_Excerpted text:_
● ● ● ● ● ● ●

Are any of these paramters at 80% utilization or higher? If so, you should consider making a backup of your current kernel and increasing the affected values by at least 10 or 20% and rebooting.

After the reboot, repeat the steps above to see what the utilization levels are. Continue to monitor them, especially during peak processing hours when the errors have been happening.

Hope this helps!
Kirk Solano
Occasional Advisor

Re: Fork function failed.

Mmm...I'm not familiar with glance, but do I start it by typing "glance" at the command line. If that's the way, then I don't have it. Anyway, I would like to increase my nproc. What is the maximum nproc that I can use? I don't want to go over it and cause my system to crash. Thanks again.
"You're never too young. It's never too early."
Byron Myers
Trusted Contributor

Re: Fork function failed.

● ● ● ● ● ● ●

_Exercise data:_
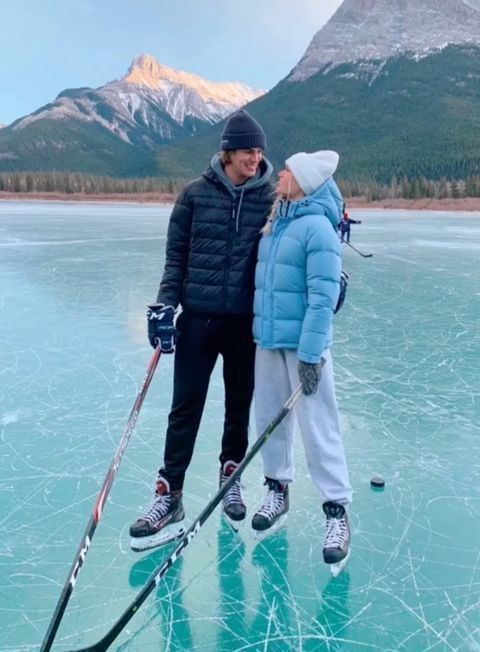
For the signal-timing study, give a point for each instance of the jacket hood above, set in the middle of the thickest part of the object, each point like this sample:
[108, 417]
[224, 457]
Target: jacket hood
[216, 171]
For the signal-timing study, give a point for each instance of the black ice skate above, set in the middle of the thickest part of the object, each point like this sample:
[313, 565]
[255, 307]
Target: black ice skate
[163, 521]
[337, 537]
[273, 513]
[233, 506]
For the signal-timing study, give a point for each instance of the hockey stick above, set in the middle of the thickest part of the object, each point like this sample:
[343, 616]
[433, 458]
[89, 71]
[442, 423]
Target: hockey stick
[193, 530]
[98, 507]
[354, 249]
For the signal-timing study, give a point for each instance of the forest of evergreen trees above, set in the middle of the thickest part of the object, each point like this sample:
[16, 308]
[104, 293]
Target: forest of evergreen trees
[70, 183]
[75, 183]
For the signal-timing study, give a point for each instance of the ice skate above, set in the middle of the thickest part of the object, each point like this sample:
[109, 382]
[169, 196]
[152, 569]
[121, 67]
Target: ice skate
[233, 507]
[337, 538]
[162, 523]
[272, 515]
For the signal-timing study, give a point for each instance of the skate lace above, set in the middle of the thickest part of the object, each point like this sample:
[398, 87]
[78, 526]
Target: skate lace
[234, 494]
[273, 504]
[160, 508]
[337, 533]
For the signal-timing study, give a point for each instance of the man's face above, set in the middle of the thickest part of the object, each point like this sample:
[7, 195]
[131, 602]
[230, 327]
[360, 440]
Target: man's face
[243, 164]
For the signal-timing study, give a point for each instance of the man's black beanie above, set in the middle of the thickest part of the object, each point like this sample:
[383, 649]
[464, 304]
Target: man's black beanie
[241, 131]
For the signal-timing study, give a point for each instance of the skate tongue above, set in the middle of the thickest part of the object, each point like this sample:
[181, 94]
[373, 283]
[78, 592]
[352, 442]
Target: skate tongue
[162, 487]
[333, 510]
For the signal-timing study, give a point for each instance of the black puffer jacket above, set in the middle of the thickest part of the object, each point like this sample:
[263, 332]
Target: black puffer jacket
[212, 243]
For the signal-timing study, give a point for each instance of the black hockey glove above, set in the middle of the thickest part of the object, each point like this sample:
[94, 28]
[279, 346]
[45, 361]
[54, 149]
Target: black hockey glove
[310, 374]
[161, 330]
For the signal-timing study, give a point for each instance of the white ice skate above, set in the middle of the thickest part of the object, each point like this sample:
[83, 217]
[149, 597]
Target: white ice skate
[336, 546]
[233, 507]
[162, 523]
[272, 515]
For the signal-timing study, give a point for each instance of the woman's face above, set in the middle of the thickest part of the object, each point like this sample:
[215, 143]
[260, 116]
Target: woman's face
[287, 186]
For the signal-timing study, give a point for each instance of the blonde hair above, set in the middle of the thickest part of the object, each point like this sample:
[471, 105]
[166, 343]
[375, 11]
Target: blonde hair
[267, 228]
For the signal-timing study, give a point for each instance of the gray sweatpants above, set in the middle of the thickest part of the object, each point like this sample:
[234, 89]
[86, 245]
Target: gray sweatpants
[276, 376]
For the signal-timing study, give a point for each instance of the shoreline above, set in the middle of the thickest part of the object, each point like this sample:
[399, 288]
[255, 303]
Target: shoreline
[471, 204]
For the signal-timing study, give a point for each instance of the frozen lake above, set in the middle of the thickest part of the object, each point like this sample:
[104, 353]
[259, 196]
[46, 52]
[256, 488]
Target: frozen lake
[75, 280]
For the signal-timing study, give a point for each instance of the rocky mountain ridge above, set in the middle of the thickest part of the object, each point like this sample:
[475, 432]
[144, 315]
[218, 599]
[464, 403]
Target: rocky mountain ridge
[379, 29]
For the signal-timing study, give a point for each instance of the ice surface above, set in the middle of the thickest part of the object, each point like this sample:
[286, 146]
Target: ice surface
[75, 280]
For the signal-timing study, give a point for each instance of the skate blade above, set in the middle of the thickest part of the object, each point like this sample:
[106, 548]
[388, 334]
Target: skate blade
[261, 535]
[336, 569]
[167, 535]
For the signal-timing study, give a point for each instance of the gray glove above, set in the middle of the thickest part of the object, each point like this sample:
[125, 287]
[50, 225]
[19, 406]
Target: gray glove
[310, 374]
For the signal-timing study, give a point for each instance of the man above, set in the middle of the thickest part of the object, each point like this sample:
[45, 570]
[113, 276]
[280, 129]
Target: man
[211, 253]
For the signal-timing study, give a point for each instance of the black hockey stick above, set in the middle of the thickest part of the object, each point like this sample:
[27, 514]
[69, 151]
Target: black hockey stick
[358, 252]
[192, 531]
[98, 507]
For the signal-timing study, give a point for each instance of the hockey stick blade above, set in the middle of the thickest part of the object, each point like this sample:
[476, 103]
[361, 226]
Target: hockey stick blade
[193, 530]
[98, 507]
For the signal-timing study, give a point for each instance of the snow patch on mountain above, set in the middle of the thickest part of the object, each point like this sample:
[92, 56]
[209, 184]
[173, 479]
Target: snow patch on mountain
[151, 98]
[380, 29]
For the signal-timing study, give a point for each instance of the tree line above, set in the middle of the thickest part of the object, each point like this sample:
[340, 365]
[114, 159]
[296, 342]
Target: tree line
[88, 184]
[70, 183]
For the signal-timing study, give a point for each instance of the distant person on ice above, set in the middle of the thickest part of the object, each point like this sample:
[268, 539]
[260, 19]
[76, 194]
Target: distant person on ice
[209, 271]
[297, 285]
[344, 226]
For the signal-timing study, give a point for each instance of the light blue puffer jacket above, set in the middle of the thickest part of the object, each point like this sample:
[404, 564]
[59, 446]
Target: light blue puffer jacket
[297, 278]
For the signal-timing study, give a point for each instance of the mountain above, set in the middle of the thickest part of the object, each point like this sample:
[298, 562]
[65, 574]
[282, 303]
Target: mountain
[108, 130]
[392, 85]
[381, 29]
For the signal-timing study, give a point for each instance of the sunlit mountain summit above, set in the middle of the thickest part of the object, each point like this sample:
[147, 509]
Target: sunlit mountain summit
[102, 130]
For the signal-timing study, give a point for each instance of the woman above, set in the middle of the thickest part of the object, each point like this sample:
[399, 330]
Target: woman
[297, 283]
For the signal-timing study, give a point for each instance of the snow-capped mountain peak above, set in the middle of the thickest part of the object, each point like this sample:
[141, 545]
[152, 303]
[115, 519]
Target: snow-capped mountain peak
[146, 71]
[379, 29]
[151, 104]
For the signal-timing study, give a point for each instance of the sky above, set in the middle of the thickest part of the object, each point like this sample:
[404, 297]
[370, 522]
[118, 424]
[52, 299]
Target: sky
[49, 45]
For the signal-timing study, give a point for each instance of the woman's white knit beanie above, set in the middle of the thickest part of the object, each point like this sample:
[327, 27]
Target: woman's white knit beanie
[312, 170]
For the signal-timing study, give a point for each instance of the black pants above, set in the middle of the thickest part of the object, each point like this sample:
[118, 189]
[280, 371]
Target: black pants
[199, 344]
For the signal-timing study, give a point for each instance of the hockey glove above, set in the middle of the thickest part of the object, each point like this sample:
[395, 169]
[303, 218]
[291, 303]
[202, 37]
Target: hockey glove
[161, 330]
[309, 374]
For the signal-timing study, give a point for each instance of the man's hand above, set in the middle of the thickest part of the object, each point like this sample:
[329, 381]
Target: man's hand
[310, 374]
[161, 330]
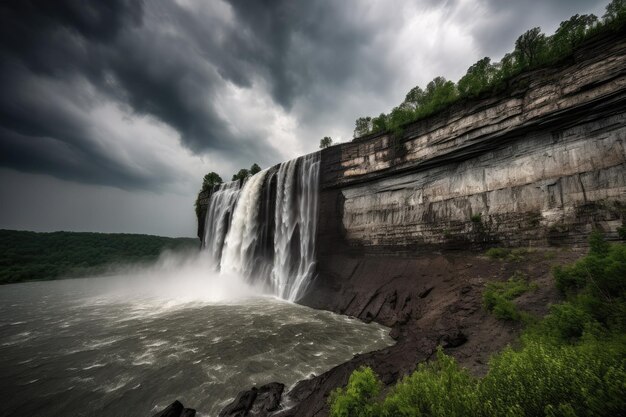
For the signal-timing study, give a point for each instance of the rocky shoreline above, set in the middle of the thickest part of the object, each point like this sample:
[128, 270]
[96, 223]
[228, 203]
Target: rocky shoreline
[428, 300]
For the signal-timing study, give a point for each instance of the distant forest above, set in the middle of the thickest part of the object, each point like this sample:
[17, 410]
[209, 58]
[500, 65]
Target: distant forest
[31, 256]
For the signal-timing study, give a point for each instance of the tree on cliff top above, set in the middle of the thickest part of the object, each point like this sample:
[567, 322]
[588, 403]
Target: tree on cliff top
[326, 142]
[533, 49]
[255, 168]
[241, 175]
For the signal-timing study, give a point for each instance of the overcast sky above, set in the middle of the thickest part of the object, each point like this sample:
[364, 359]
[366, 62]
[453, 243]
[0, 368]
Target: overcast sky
[112, 111]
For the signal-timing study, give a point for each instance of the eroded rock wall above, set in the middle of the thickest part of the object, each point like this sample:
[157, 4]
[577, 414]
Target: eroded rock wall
[543, 163]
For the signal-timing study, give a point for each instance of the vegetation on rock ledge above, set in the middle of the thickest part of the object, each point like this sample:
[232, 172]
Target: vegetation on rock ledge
[533, 49]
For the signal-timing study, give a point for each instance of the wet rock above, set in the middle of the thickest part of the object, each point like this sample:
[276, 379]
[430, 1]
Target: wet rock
[267, 399]
[241, 404]
[176, 409]
[454, 339]
[256, 402]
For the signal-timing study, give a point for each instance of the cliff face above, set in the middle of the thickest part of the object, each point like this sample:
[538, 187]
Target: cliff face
[541, 164]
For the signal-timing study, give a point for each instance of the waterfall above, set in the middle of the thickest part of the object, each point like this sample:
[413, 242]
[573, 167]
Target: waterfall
[296, 222]
[239, 247]
[265, 231]
[218, 216]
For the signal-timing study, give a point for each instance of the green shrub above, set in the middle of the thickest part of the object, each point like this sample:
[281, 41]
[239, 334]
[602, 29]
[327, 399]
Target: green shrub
[498, 253]
[497, 296]
[571, 363]
[438, 388]
[358, 398]
[544, 379]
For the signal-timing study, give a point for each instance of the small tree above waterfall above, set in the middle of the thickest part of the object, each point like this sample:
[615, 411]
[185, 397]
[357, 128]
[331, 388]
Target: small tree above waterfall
[209, 181]
[326, 142]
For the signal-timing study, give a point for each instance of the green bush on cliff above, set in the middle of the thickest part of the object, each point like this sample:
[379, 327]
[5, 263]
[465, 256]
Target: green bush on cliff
[571, 363]
[498, 296]
[359, 397]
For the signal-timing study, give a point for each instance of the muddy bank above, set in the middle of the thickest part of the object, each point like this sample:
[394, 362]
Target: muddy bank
[428, 300]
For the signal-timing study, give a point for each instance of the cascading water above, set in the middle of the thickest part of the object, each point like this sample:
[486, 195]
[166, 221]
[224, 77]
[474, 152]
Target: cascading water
[296, 219]
[282, 257]
[240, 244]
[218, 217]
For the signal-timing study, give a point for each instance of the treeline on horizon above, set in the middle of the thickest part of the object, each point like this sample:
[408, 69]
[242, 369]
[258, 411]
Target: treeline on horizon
[533, 49]
[32, 256]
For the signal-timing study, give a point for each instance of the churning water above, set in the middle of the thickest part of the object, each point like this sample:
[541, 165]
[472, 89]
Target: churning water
[131, 344]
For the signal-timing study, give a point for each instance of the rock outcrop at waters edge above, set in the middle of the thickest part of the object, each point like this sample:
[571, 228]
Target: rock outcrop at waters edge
[540, 164]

● ● ● ● ● ● ●

_Tasks and exercises:_
a) Answer these about the fork-failure thread, one line each:
(i) At what utilization level should a parameter be considered for an increase?
(ii) When does it say to watch the utilization levels most closely?
(iii) Which value does the person unfamiliar with glance want to increase?
b) Please extend the fork-failure thread past its last line.
The entries aren't needed for anything here.

_Answers in order:_
a)
(i) 80% or higher
(ii) During peak processing hours when the errors have been happening
(iii) nproc

b)
Kirk, Also watch for zombie processes. run "ps -ef" and look for any processes that have "" under the "COMMAND" column. Sometimes a program starts cranking out these defunct processes until the UNIX process table fills up. If you see a lot of these defunct processes, say in the hundreds, then look for their parent process in the "ps -ef" output. Kill the parent and the defunc processes go away, free-ing up the slots in the process table. The process table size is defined by nproc. If you see this behavior, that parent program has a bug in it that needs to be addressed.
If you can focus your eyes far and straight enough ahead of yourself, you can see the back of your head.
Kirk Solano
Occasional Advisor

Re: Fork function failed.

I do seem to have alot of those defunc proces...more than 100. What command do I use to kill them? Also, does rebooting the system clear up the process table? Because I rebooted it this morning and the output I'm looking has this defunc processes. Does this mean I have a bug somewhere?
"You're never too young. It's never too early."
Frank Slootweg
Honored Contributor

Re: Fork function failed.

*Where* (i.e. on your terminal? in a file?) do you get that message ("The fork function failed. Too many processes already exist." and from which command(s)?

If you get it on your terminal, then also look in your /var/adm/syslog/syslog.log file for a similar/related message of the *same time*.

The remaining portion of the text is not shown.